**GIVEN REQUEST:**
Write out the data below in full. Keep it exact.

**DATA EXCERPTS:**
>>>

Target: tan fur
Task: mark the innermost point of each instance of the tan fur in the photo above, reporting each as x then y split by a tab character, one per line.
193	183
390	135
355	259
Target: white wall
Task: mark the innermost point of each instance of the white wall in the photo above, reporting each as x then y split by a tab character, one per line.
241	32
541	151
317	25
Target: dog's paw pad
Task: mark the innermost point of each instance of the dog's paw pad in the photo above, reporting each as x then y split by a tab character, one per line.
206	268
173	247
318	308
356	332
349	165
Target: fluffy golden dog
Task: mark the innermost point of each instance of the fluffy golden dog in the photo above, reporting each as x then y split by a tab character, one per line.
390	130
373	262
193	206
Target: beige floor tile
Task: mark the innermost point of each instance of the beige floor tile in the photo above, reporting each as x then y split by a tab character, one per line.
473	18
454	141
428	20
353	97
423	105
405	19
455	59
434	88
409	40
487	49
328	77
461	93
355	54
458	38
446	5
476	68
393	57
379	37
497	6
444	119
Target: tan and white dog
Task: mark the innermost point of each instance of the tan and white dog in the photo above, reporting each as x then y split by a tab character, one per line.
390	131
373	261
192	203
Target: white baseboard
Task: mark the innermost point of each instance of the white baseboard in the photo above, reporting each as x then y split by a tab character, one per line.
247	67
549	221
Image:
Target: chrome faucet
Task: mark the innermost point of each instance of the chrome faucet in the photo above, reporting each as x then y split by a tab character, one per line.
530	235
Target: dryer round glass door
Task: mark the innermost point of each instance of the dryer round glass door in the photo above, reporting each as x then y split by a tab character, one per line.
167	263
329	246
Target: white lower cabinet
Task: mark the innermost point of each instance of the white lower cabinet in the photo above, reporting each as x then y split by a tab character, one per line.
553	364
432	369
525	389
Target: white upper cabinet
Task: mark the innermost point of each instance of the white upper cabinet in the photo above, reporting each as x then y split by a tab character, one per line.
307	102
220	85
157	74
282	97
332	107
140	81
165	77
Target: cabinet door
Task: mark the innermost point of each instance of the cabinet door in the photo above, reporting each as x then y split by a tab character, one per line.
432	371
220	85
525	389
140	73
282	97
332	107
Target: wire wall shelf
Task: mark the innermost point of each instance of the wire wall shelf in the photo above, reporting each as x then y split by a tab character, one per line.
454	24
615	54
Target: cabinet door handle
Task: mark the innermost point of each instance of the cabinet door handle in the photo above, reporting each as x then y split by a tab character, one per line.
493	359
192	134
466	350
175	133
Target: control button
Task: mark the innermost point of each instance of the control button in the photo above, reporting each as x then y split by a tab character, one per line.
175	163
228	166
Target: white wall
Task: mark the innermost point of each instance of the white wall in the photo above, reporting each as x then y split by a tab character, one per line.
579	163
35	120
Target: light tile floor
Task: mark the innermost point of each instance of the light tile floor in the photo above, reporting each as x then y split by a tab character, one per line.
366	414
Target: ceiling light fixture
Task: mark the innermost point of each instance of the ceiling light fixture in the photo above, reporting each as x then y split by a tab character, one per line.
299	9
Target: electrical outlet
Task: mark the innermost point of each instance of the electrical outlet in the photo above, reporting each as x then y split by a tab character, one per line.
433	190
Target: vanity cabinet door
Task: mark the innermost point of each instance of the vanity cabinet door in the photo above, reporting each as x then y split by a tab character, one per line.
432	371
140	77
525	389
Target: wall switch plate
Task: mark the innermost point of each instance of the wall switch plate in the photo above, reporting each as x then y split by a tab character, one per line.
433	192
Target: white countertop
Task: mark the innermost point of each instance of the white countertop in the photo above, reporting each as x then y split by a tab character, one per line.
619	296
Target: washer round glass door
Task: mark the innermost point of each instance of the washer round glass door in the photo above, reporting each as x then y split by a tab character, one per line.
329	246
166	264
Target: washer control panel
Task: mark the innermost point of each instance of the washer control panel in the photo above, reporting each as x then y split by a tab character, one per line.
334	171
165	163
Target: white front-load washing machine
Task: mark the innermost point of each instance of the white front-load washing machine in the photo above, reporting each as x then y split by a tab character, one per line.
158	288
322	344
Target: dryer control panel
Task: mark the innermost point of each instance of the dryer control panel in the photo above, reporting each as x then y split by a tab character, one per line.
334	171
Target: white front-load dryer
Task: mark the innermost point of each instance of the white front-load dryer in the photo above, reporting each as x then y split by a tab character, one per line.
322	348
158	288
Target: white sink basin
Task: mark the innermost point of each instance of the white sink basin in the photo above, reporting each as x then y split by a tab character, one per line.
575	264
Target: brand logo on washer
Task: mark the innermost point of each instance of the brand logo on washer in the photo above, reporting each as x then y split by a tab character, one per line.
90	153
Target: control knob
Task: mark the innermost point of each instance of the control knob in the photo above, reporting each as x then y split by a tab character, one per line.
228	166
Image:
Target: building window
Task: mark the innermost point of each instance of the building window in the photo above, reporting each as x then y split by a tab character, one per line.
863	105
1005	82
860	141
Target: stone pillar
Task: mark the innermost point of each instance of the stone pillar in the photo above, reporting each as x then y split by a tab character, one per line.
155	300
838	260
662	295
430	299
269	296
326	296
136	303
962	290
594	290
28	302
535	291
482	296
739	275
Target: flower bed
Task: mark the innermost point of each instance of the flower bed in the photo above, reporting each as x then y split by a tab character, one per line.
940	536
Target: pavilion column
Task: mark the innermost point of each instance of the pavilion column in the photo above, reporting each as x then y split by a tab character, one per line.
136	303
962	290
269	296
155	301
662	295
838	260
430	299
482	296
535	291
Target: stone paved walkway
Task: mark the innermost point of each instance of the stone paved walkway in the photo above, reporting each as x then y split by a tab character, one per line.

<<<

**TASK RESULT:**
Target: tan fur
Task: mark the innermost point of each instance of the tan fur in the photo above, reporting each as x then y split by a tab character, one per line.
193	183
390	135
355	259
Target: white wall
Task: mark the innermost point of each instance of the white wall in the photo above, reporting each as x then y split by a tab character, one per line.
241	32
541	151
317	25
Target: dog's paw pad
Task: mark the innermost point of each instance of the dog's paw pad in the photo above, reporting each as x then y split by a tab character, one per line.
206	268
173	247
318	308
356	332
349	165
Target: fluffy golden dog
Task: mark the innermost point of each instance of the fluffy golden dog in the photo above, reporting each as x then y split by a tab character, one per line.
390	130
373	262
193	206
Target: beige floor tile
Task: mark the innermost point of each instance of the beige floor tile in the photo above, reporting each as x then y split by a tab character, one per line.
473	18
454	141
428	20
353	97
423	105
405	19
455	59
434	88
409	40
487	49
328	77
461	93
355	54
458	38
446	5
476	68
393	57
379	37
497	6
444	119
Target: tan and white dog
Task: mark the innermost point of each instance of the tan and white dog in the photo above, reporting each as x then y split by a tab character, one per line.
390	131
373	261
192	203
Target: white baseboard
Task: mark the innermost point of each instance of the white baseboard in the photo above, reporting each as x then y split by a tab character, one per line.
247	67
549	221
Image:
Target: chrome faucet
Task: mark the innermost point of each instance of the chrome faucet in the photo above, reporting each as x then y split by a tab character, one per line.
530	235
Target: dryer round glass door
Task: mark the innermost point of each instance of the dryer round glass door in the photo above, reporting each as x then y split by a tab character, one per line.
167	263
329	246
Target: white lower cabinet
Task: mark the innermost point of each instance of the white lower cabinet in the photo above, reporting each as x then y split by a tab character, one per line.
553	364
432	369
525	389
Target: white upper cabinet
Task: mark the innermost point of each instance of the white upper cabinet in the photo above, reporting each as x then y split by a tab character, one per line.
307	102
220	85
157	74
282	97
332	107
140	81
165	77
Target: cabinet door
Task: mark the innermost point of each instance of the cabinet door in the photo above, reporting each as x then y split by a tab character, one per line.
432	371
220	85
525	389
140	73
282	97
332	107
Target: wire wall shelf
Task: mark the innermost point of each instance of the wire wall shelf in the photo above, reporting each as x then y split by a tab character, one per line.
454	24
615	54
Target: cabinet door handle
Task: mark the innermost point of each instance of the cabinet door handle in the photo above, reporting each as x then y split by a tab character, one per line.
493	359
192	134
466	350
175	133
Target: control button
Task: mark the innermost point of each instance of the control button in the photo above, reporting each as x then y split by a tab character, one per line.
175	163
228	166
Target: white wall
Task: mark the innermost point of each instance of the white wall in the photo above, reporting each as x then y split by a tab character, one per line.
579	163
35	120
Target: light tile floor
Task: mark the innermost point of each instance of the light tile floor in the photo above, reporting each as x then y split by a tab character, one per line.
366	414
Target: ceiling light fixture
Task: mark the innermost point of each instance of the ceiling light fixture in the photo above, reporting each as x then y split by a tab character, one per line.
299	9
Target: electrical outlet
Task: mark the innermost point of each instance of the electrical outlet in the photo above, reporting each as x then y split by a tab character, one per line.
433	190
Target: vanity cabinet door
Task: mark the innermost point of each instance of the vanity cabinet door in the photo above, reporting each as x then y split by a tab character, one per line.
432	371
140	77
525	389
Target: wall switch plate
Task: mark the innermost point of each instance of the wall switch plate in the photo above, reporting each as x then y split by a tab character, one per line.
433	192
Target: white countertop
Task: mark the innermost point of each instance of the white countertop in the photo above, reporting each as x then y split by a tab character, one per line.
619	296
Target: washer round glass door
Task: mark the innermost point of each instance of the washer round glass door in the photo above, reporting each as x then y split by a tab character, one per line.
329	246
166	264
Target: washer control panel
Task: mark the innermost point of each instance of the washer control panel in the photo above, reporting each as x then y split by a tab character, one per line.
334	171
165	163
Target: white front-load washing machine
Task: mark the innermost point of each instance of the white front-load washing machine in the photo above, reporting each as x then y split by a tab character, one per line.
158	288
322	344
Target: dryer control panel
Task: mark the innermost point of each instance of the dryer control panel in the photo above, reporting each as x then y split by a tab character, one per line.
334	171
Target: white front-load dryer
Task: mark the innermost point of each instance of the white front-load dryer in the photo above, reporting each as x then y split by a tab character, one per line.
322	348
158	288
Target: white sink basin
Task: mark the innermost point of each instance of the white sink basin in the photo above, reporting each as x then y split by a tab character, one per line.
575	264
Target: brand logo on washer
Task: mark the innermost point of each instance of the brand logo on washer in the photo above, reporting each as x then y split by a tab character, one per line.
90	153
Target: control knob
Task: mark the innermost point of each instance of the control knob in the photo above, reporting each as x then y split by a tab character, one per line.
228	166
Image:
Target: building window
Task: mark the innermost point of each instance of the building window in the photo above, reporting each as x then y split by a tab character, one per line.
863	105
1005	82
860	141
Target: stone pillar
Task: mark the innermost point of each instance of the stone pillar in the photo above, reporting each as x then y split by a tab character, one per line.
155	300
838	260
662	295
430	299
269	296
326	296
136	303
962	290
594	290
28	302
535	291
482	296
739	275
Target: flower bed
Task: mark the innermost point of each instance of the flower bed in the photo above, reporting each as x then y split by a tab character, one per line.
940	536
Target: pavilion column
Task: mark the innermost point of each instance of the pavilion column in the photo above, reporting each as x then y split by a tab character, one per line.
136	303
962	290
269	296
155	301
662	295
838	260
430	299
482	296
535	291
Target: stone paved walkway
Task: mark the innermost point of each instance of the stone paved walkway in the photo above, reporting each as x then y split by a tab character, one per line.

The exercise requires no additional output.